• TASK STATEMENT: Count the lines in the data below that contain the string "blue", where uppercase and lowercase are treated as different. Reply with only the number.

• RECORDED DATA:
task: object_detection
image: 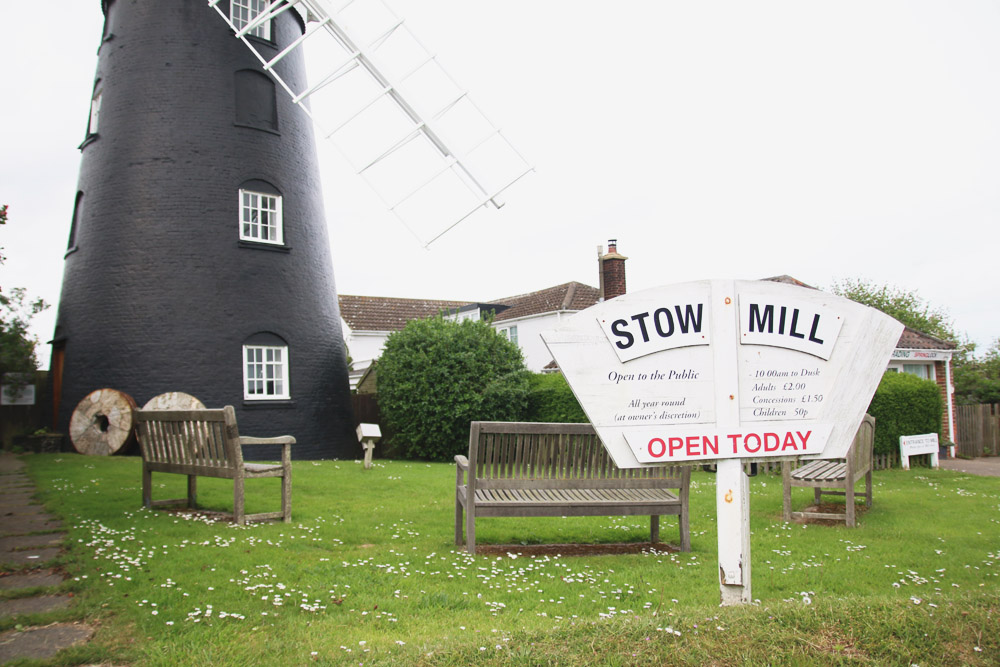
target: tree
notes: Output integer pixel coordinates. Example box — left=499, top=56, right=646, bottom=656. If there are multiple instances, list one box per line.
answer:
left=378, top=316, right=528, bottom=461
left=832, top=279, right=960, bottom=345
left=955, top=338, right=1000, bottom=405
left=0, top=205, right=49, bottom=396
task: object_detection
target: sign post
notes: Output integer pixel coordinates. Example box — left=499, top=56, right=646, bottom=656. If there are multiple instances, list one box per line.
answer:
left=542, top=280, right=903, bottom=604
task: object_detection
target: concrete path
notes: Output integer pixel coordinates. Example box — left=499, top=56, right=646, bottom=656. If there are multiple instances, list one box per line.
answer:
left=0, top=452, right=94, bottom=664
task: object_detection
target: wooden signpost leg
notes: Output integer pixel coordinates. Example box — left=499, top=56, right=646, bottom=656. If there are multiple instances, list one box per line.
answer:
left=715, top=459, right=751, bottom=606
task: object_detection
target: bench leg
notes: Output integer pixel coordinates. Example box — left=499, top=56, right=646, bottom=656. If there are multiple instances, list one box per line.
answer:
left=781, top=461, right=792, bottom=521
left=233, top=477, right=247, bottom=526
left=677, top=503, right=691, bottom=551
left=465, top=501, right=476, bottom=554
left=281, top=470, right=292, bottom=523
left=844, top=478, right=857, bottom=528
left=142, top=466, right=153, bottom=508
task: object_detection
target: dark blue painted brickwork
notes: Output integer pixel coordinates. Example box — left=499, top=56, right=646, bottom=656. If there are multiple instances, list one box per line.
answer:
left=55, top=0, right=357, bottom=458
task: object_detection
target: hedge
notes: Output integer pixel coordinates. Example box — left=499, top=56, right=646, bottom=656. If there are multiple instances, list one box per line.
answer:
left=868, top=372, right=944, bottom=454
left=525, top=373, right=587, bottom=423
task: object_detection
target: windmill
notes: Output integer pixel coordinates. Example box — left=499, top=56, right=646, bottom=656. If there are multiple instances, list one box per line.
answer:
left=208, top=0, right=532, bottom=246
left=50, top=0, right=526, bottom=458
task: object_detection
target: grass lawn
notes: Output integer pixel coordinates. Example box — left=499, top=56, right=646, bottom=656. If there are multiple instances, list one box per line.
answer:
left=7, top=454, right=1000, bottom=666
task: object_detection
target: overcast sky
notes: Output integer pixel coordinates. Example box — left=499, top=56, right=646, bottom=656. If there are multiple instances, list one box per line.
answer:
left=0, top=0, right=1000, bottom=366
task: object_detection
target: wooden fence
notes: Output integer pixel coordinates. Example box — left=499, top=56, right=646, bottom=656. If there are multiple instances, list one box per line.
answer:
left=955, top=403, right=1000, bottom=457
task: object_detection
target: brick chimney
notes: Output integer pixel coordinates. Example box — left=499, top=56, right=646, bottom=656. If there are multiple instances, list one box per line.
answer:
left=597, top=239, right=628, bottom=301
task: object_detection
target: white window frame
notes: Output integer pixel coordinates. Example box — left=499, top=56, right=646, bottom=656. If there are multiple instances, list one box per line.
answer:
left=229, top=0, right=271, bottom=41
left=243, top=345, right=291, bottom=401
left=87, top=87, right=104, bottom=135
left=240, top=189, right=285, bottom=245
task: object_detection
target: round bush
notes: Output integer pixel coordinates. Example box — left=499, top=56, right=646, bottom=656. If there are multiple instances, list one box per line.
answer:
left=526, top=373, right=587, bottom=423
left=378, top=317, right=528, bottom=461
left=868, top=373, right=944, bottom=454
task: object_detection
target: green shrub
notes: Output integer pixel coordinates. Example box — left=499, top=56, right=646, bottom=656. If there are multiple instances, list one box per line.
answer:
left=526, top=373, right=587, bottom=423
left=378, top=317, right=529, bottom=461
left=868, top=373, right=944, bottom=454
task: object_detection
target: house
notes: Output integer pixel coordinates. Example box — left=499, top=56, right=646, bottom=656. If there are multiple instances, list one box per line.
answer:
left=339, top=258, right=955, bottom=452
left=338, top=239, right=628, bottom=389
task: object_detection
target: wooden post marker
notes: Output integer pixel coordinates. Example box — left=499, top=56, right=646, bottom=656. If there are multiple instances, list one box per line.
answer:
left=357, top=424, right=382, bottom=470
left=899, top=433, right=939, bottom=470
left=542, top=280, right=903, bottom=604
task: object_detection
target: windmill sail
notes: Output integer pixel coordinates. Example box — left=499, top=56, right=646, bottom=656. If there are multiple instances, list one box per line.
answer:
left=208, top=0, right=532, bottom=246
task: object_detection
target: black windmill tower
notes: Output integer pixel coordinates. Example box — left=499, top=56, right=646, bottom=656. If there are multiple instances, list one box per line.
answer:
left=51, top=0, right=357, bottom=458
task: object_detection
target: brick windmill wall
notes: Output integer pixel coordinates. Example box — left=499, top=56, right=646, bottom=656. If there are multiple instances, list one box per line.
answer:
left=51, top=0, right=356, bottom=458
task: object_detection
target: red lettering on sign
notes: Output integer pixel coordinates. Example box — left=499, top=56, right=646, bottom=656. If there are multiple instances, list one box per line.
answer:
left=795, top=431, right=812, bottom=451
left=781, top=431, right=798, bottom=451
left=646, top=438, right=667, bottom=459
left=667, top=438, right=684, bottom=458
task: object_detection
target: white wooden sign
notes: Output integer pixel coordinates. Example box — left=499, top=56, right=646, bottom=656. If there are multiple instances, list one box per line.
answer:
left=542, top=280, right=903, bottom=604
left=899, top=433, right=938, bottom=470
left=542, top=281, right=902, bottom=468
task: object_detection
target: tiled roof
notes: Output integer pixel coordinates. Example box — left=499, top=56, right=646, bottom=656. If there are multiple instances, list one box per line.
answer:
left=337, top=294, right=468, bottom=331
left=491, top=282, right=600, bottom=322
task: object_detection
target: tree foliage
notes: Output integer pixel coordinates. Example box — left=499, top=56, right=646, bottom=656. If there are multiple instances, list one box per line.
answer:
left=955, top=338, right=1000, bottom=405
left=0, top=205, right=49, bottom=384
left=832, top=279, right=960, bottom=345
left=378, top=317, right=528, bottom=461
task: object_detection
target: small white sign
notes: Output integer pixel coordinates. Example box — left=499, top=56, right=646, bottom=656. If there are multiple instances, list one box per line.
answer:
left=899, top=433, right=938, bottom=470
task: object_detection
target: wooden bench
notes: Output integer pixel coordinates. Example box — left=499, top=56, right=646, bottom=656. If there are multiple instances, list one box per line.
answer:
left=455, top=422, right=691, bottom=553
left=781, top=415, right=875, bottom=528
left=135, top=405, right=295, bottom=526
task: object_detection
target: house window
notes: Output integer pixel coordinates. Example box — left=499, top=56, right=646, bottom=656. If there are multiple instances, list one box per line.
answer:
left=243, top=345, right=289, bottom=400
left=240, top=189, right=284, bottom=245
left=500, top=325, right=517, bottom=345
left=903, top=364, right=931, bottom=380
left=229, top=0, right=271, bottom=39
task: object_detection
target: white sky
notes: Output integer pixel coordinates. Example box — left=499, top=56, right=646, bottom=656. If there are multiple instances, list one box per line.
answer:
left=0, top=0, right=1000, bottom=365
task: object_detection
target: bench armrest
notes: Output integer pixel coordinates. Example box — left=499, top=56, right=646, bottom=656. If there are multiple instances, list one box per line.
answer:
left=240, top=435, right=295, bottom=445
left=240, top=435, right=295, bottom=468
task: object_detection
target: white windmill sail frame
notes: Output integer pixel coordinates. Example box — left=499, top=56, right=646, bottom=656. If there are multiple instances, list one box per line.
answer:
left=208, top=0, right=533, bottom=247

---

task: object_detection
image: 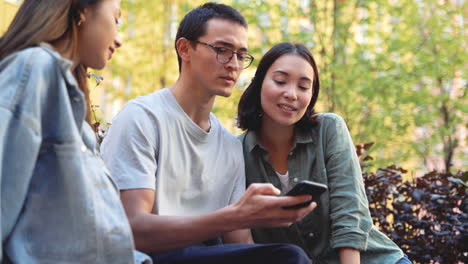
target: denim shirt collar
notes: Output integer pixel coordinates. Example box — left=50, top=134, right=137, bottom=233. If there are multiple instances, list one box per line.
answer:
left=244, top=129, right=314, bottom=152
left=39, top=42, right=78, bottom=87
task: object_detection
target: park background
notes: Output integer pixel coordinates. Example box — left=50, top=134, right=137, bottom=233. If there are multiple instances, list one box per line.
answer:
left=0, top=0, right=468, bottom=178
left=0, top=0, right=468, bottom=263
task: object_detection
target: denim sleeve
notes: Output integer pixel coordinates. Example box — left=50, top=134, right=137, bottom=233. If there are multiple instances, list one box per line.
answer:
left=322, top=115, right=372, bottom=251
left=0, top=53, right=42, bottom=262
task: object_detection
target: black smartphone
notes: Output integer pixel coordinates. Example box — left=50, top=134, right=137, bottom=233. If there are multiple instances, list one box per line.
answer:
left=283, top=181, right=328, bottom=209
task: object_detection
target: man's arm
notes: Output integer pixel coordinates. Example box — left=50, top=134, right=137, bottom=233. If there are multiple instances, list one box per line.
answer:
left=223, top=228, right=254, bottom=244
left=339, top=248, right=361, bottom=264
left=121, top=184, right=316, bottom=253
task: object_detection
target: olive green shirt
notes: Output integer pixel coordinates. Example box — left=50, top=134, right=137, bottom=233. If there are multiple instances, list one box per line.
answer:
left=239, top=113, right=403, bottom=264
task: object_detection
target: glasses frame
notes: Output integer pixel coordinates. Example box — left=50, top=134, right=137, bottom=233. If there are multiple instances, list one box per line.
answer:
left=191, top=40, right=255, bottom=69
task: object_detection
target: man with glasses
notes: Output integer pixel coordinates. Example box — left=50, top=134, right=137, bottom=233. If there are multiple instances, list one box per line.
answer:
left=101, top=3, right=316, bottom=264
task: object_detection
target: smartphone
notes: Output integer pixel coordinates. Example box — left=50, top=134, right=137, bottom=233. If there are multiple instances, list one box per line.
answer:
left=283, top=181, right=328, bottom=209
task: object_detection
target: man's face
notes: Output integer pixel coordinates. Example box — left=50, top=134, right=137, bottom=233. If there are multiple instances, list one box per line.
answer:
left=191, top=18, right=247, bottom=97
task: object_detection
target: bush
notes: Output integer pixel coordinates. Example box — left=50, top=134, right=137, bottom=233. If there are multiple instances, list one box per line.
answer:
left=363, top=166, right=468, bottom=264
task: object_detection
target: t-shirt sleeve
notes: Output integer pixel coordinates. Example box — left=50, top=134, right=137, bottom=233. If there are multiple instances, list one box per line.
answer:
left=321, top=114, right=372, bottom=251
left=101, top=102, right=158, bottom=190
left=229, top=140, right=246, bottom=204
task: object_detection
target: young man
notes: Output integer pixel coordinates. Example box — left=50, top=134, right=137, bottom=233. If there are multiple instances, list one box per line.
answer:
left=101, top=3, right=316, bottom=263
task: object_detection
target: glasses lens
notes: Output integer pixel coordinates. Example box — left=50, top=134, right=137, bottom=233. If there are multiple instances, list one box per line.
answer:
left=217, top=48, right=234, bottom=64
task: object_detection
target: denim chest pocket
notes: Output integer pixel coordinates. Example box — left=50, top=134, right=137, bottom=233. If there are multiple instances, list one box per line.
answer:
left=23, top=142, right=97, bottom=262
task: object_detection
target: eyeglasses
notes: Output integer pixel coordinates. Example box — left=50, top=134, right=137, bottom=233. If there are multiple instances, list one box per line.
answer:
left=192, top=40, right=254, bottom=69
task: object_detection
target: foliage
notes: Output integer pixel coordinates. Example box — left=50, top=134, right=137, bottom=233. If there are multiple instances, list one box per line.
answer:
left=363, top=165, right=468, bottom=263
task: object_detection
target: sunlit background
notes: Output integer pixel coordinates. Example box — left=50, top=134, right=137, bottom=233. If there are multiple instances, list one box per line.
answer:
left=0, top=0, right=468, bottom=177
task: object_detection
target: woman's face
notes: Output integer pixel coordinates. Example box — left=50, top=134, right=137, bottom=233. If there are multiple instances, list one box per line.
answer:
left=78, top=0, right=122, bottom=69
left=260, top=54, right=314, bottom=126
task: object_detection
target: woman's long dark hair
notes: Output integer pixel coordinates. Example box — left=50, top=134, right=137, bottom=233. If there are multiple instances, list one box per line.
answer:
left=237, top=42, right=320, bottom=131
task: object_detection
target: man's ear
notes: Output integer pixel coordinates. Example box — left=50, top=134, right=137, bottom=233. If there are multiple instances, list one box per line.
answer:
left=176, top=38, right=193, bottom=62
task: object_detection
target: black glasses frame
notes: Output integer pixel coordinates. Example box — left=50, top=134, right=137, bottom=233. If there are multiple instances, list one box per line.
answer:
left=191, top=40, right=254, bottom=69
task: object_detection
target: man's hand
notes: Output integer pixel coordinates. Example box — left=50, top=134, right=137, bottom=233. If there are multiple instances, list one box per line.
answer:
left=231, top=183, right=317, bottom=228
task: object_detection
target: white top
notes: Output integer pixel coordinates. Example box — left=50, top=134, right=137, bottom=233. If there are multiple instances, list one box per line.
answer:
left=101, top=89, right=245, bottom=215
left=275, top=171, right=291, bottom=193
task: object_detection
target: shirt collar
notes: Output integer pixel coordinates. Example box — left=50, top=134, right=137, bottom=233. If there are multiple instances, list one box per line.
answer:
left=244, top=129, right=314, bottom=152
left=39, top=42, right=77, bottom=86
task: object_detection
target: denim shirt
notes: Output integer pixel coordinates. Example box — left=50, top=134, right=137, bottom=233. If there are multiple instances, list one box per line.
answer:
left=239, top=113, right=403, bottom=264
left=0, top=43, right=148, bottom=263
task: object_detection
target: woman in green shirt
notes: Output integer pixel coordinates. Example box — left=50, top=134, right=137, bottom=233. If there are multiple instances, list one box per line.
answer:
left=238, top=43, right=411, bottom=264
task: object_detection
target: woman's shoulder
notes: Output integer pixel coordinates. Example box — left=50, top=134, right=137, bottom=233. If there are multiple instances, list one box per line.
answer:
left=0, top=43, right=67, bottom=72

==

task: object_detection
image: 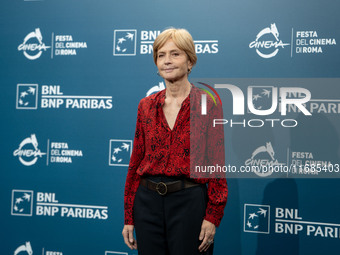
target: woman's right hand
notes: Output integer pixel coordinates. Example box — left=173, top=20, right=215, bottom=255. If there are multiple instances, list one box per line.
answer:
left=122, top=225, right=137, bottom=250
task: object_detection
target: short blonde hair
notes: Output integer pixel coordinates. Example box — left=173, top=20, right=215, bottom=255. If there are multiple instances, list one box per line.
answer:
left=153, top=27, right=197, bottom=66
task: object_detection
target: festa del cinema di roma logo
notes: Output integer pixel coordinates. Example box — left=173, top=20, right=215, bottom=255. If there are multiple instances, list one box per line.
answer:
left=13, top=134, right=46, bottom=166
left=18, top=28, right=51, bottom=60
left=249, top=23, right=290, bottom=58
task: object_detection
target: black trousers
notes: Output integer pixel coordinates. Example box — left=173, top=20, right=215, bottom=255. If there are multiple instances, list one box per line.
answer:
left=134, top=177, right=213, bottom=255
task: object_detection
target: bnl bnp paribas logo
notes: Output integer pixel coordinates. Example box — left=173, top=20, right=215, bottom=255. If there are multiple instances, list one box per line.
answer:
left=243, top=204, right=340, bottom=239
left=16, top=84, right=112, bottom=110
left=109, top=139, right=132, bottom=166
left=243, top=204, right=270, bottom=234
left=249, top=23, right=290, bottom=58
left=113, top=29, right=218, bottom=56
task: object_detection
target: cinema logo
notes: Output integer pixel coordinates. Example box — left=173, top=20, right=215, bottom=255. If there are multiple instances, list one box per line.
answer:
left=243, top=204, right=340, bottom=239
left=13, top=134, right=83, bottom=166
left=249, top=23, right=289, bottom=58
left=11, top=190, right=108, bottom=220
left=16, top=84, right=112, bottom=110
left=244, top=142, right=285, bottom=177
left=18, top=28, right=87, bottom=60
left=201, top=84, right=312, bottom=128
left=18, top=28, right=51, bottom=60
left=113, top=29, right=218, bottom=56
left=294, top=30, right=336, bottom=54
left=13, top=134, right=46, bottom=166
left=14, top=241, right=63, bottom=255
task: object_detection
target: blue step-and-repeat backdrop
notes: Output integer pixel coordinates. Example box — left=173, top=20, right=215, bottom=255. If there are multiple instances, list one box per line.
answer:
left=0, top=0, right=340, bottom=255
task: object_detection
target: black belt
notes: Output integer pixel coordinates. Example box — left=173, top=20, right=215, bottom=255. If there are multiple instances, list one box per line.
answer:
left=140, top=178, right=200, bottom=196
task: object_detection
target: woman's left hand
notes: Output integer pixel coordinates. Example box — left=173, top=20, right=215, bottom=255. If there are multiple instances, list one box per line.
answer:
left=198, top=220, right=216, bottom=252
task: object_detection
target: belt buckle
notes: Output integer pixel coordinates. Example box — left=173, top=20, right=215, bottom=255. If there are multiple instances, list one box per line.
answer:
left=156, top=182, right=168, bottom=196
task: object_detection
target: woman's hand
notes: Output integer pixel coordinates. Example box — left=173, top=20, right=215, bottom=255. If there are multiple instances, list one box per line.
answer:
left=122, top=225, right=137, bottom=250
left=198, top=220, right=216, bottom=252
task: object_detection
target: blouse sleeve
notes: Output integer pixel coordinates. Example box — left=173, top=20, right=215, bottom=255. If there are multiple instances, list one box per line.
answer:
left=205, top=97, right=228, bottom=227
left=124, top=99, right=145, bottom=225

• OUTPUT OF THE EXERCISE: 2